**Quoted passage:**
......
Intro to Pyro Models¶

In [1]:

import torch
import pyro

pyro.set_rng_seed(101)

Primitive Stochastic Functions¶

These are an important class of stochastic functions for which we can explicitly compute the probability of the outputs given the inputs. For example, to draw x from $N(0, 1)$ we do:

In [5]:

loc = 0
scale = 1
normal = torch.distributions.Normal(loc, scale)
x = normal.rsample()
print(x)
print("log prob: ", normal.log_prob(x).numpy())

tensor(0.7377)
log prob:  -1.1910676

Here, torch.distributions.Normal is an instance of the Distribution class that takes parameters and provides sample and score methods. Pyro’s distribution library pyro.distributions is a thin wrapper around torch.distributions because we want to make use of PyTorch’s fast tensor math and autograd capabilities during inference.

A Simple Model¶

In [32]:

def weather():
    cloudy = torch.distributions.Bernoulli(0.3).sample()
    cloudy = 'cloudy' if cloudy.item() == 1.0 else 'sunny'
    mean_temp = {'cloudy': 55.0, 'sunny': 75.0}[cloudy]
    scale_temp = {'cloudy': 10.0, 'sunny': 15.0}[cloudy]
    temp = torch.distributions.Normal(mean_temp, scale_temp).rsample()
......
**Exercise tasks:**
**a)** Answer these questions about the Pyro tutorial:
(i) What value is passed to pyro.set_rng_seed?
(ii) Which library is pyro.distributions described as a thin wrapper around?
(iii) In the weather function, what mean temperature is assigned when the outcome is 'cloudy'?
**b)** Output the portion of the Pyro tutorial between "tensor(0.7377)" and "cloudy = torch.distributions.Bernoulli(0.3).sample()", inclusive.
**c)** Go on with the Pyro tutorial from the point at which it stops.
......
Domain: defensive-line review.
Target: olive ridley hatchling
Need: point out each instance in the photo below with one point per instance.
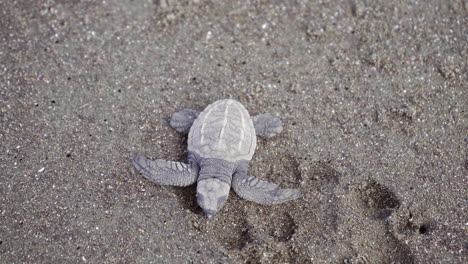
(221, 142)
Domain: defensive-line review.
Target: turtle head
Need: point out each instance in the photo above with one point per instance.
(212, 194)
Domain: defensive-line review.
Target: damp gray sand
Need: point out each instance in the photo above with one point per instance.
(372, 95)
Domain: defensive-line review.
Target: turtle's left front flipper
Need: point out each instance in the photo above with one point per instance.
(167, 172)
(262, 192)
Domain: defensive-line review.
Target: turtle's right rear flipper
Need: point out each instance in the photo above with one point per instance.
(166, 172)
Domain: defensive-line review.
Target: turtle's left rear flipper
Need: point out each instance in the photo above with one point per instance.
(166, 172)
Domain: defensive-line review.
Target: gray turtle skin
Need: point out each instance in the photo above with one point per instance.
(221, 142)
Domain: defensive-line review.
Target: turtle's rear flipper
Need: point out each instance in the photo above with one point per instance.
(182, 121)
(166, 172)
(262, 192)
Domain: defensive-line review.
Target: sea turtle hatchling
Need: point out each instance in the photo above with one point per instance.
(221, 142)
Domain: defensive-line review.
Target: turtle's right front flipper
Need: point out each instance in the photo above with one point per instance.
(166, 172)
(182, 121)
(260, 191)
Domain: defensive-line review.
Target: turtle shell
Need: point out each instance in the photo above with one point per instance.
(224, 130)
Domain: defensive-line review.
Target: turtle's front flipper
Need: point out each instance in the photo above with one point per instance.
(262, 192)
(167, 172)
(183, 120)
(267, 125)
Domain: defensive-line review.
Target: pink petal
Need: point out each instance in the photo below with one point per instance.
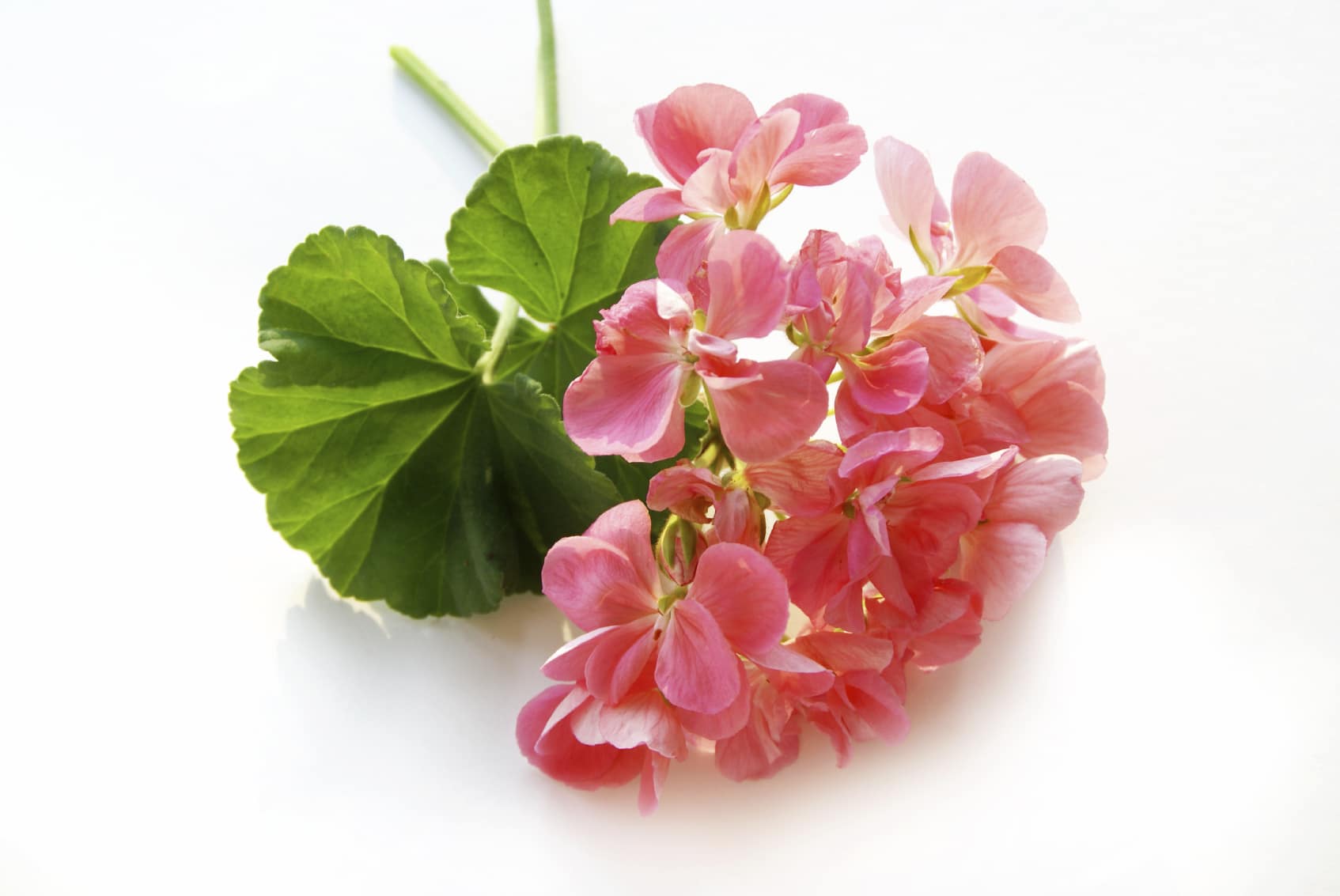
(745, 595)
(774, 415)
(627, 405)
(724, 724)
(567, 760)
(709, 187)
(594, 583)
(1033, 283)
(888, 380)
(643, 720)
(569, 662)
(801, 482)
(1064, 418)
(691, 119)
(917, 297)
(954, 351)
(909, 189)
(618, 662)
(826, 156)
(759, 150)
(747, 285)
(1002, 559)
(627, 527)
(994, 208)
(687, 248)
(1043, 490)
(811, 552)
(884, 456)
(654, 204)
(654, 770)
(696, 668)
......
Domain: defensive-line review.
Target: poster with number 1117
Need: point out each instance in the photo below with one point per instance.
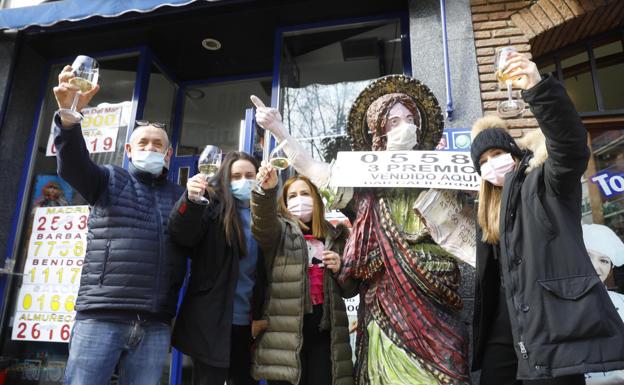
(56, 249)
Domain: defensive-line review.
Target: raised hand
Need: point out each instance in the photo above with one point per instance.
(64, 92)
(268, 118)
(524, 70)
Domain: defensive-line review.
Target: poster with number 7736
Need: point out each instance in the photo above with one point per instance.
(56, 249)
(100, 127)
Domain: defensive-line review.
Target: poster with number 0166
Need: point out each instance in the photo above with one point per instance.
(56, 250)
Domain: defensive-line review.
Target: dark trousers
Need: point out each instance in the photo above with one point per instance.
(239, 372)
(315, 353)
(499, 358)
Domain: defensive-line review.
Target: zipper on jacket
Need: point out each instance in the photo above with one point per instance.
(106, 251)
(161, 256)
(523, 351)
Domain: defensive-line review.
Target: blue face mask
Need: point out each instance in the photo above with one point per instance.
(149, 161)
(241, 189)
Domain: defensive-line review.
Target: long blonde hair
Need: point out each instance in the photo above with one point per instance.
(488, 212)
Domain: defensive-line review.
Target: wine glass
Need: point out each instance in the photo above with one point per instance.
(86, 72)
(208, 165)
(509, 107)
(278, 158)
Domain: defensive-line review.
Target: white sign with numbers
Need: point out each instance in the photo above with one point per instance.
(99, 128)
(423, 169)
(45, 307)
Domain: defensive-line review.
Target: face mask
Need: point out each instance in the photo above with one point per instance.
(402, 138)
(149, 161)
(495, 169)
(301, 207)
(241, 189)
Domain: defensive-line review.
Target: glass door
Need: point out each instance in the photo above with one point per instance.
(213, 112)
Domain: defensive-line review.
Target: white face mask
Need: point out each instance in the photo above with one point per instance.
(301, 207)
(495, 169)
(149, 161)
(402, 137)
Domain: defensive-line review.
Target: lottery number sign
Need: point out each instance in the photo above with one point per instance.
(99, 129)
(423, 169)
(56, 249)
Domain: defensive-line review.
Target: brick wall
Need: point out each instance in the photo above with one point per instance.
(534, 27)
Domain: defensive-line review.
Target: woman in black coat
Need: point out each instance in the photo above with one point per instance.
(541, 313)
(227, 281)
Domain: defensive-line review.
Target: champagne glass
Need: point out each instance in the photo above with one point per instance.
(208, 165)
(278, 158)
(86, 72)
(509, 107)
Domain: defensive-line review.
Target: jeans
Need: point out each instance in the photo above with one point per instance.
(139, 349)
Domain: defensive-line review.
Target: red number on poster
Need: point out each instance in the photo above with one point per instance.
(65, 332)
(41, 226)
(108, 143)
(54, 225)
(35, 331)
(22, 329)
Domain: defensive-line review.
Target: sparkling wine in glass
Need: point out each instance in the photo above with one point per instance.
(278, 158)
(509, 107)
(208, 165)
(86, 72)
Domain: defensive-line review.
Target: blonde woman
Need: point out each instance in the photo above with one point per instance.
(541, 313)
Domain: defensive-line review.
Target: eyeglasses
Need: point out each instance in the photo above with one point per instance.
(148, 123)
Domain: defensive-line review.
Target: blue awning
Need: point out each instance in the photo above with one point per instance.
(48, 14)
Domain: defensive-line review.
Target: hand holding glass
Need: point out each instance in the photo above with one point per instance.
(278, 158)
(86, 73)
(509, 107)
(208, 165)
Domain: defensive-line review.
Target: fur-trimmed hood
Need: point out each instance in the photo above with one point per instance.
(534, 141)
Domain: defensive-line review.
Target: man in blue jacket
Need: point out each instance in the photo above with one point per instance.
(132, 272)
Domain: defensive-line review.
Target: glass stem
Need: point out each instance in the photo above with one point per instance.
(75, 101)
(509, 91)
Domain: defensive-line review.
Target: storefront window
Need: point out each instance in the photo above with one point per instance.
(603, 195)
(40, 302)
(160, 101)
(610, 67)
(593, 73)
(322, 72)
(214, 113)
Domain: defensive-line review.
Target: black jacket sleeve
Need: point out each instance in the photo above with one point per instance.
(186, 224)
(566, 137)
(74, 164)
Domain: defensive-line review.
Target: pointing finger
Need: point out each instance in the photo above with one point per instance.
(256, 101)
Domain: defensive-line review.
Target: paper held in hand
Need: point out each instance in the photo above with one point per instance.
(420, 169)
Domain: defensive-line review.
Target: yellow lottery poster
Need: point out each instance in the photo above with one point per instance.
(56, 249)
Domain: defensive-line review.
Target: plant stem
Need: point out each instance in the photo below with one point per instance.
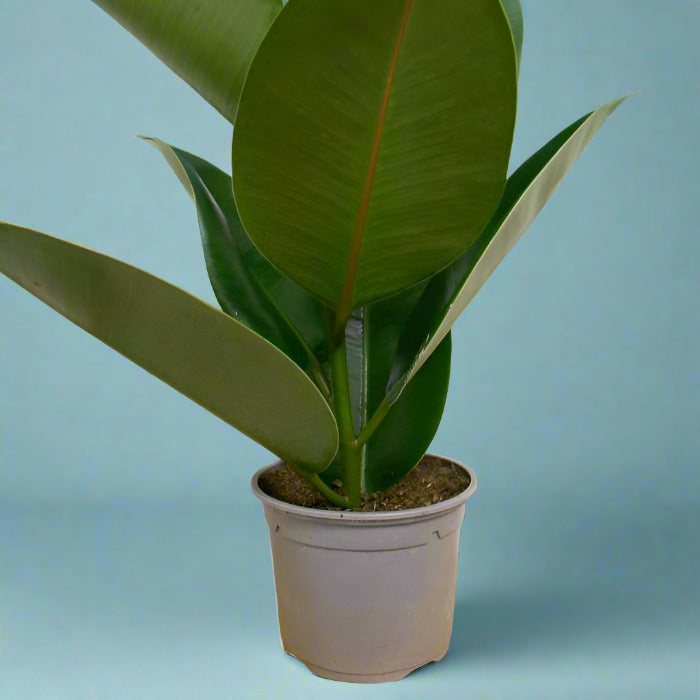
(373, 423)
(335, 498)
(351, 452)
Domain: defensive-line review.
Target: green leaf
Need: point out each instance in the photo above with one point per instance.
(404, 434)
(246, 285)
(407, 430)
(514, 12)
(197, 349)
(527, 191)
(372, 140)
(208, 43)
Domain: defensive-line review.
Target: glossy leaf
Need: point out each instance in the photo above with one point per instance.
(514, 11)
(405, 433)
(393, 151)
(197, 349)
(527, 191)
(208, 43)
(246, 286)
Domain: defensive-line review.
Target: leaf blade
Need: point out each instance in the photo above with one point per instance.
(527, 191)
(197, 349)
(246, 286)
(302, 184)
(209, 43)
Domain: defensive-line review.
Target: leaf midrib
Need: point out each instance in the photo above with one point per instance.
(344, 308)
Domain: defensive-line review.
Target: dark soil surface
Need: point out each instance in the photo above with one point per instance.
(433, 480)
......
**Written answers:**
**a)**
(i) 101
(ii) torch.distributions
(iii) 55.0

**b)**
tensor(0.7377)
log prob:  -1.1910676

Here, torch.distributions.Normal is an instance of the Distribution class that takes parameters and provides sample and score methods. Pyro’s distribution library pyro.distributions is a thin wrapper around torch.distributions because we want to make use of PyTorch’s fast tensor math and autograd capabilities during inference.

A Simple Model¶

In [32]:

def weather():
    cloudy = torch.distributions.Bernoulli(0.3).sample()

**c)**
    return cloudy, temp.item()

weather()

Out[32]:

('sunny', 58.6500129699707)

This weather function is entirely independent of Pyro, it uses PyTorch. We need to replace torch.distributions to pyro.distributions to take advantage of Pyro's fast tensor math. We also need to change rsample() to sample(). Using pyro.sample is as simple as calling a primitive stochastic function with one main difference:

In [34]:

x = pyro.sample("my_sample", pyro.distributions.Normal(loc, scale))
print(x)

tensor(-1.6629)

Just like torch.rsample(), we are returned a random sample, however now it has been named. Pyro's backend uses these names to uniquely identify variables and update them at runtime depending on how the enclosing stochastic function is being used. Now we can re-write the function:

In [41]:

def weather () :
    cloudy = pyro.sample("cloudy", pyro.distributions.Bernoulli(0.3))
    cloudy = 'cloudy' if cloudy.item() == 1.0 else 'sunny'
    mean_temp = {'cloudy': 55.0, 'sunny': 75.0}[cloudy]
    scale_temp = {'cloudy': 10.0, 'sunny': 15.0}[cloudy]
    temp = pyro.sample("temp", pyro.distributions.Normal(mean_temp, scale_temp))
    return cloudy, temp.item()

weather()

Out[41]:

('sunny', 81.04468536376953)

More¶

In [42]:

def ice_cream_sales():
    cloudy, temp = weather()
    expected_sales = 200. if cloudy == 'sunny' and temp > 80.0 else 50.
    ice_cream = pyro.sample('ice_cream', pyro.distributions.Normal(expected_sales, 10.0))
    return ice_cream

ice_cream_sales()

Out[42]:

tensor(63.9332)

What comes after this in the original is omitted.